- **WHAT TO WORK ON**: Copy out the data from the line that has "Spot every person" through the line that has "[0,565,1113,896]", keeping every line and increasing each bounding box coordinate by 20.

* begin ENTRIES SUPPLIED *

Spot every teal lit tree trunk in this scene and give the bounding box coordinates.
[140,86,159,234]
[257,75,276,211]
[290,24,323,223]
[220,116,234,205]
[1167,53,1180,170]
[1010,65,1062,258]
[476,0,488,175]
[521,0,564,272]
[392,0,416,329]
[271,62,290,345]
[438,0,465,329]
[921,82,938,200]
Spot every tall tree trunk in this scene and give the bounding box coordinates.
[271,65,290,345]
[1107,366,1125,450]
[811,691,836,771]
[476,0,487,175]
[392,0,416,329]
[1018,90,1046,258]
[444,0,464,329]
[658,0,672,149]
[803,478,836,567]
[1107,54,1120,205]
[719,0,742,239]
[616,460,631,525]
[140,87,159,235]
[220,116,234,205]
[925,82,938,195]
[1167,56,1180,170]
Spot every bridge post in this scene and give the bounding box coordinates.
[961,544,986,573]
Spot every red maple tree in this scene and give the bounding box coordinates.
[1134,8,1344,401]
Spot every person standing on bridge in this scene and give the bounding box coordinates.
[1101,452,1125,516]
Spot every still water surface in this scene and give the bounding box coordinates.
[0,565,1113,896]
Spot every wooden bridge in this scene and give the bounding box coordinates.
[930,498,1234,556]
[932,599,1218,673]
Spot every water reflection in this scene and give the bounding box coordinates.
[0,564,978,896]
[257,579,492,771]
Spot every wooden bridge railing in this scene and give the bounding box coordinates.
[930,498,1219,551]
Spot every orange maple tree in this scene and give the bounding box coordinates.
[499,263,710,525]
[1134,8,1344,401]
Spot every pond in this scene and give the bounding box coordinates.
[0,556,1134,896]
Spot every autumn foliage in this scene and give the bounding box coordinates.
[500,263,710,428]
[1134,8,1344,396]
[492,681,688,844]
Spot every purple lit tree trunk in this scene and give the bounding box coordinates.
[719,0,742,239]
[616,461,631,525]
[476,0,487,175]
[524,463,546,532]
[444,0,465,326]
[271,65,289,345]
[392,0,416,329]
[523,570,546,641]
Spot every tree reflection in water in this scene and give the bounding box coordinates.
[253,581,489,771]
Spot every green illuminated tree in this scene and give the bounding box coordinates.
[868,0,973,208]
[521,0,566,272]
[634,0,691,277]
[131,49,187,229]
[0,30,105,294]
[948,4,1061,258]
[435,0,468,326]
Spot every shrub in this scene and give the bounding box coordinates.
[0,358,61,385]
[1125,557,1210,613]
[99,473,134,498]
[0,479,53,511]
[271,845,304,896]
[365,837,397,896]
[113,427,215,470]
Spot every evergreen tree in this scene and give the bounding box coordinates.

* end ENTRIES SUPPLIED *

- **OUTPUT FOR THIS EXERCISE**:
Spot every person standing on bridge in this scene and give the bounding box coordinates.
[1121,472,1145,536]
Spot every still water surface in this scene and give the bounding box coordinates.
[20,585,1133,916]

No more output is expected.